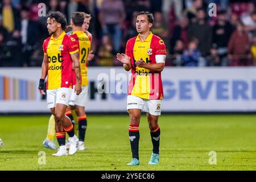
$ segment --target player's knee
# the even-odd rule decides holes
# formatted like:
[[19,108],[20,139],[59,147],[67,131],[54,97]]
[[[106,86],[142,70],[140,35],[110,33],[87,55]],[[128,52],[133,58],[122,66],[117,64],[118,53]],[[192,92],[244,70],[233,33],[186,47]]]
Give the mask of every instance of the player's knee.
[[141,116],[139,115],[134,114],[133,113],[130,114],[130,119],[131,121],[131,123],[138,123],[139,122],[140,118]]
[[56,118],[59,121],[63,121],[64,117],[65,117],[64,115],[61,114],[61,113],[56,113],[55,115],[56,115]]
[[149,127],[149,129],[150,129],[150,130],[151,131],[153,131],[153,130],[156,130],[157,129],[158,126],[158,125],[156,123],[150,123],[149,125],[149,126],[148,126],[148,127]]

================================

• Your task: Quote the entries in full. Any image among them is to be omitted from the copy.

• Output of the exercise:
$ segment --target player's knee
# the even-odd rule decides holes
# formatted like:
[[19,108],[20,139],[59,147],[67,131],[54,97]]
[[[106,86],[142,70],[140,35],[110,33],[87,55]],[[128,52],[133,58],[122,66],[117,64],[118,53]],[[192,92],[244,70],[233,33],[186,47]]]
Give the mask of every instance of the player's knee.
[[141,116],[139,115],[134,114],[133,113],[130,114],[130,119],[131,121],[131,123],[138,123],[139,122],[140,118]]
[[56,118],[59,121],[63,121],[64,117],[65,117],[64,115],[61,114],[61,113],[56,113],[55,115],[56,115]]
[[149,127],[149,129],[150,129],[150,130],[151,131],[153,131],[153,130],[156,130],[157,129],[158,126],[158,125],[156,123],[150,123],[149,125],[149,126],[148,126],[148,127]]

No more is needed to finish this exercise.